WORK ORDER. Note each line in the data below that holds "leaf", and copy it.

====

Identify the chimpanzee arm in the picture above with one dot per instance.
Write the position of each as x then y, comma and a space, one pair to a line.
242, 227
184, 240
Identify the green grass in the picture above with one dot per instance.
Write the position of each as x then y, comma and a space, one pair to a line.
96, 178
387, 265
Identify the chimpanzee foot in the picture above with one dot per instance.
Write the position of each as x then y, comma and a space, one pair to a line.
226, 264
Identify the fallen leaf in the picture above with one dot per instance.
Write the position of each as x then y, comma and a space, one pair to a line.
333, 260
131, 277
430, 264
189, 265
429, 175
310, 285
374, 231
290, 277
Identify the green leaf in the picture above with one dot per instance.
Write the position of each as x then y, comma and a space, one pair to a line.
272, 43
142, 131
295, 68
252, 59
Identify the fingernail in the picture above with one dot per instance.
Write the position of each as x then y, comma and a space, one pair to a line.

====

ANSWER TO THIS EXERCISE.
Identify the fallen leaf in the picture above with one dot per instance.
Identify the green leaf in the picture above with one dot per instance.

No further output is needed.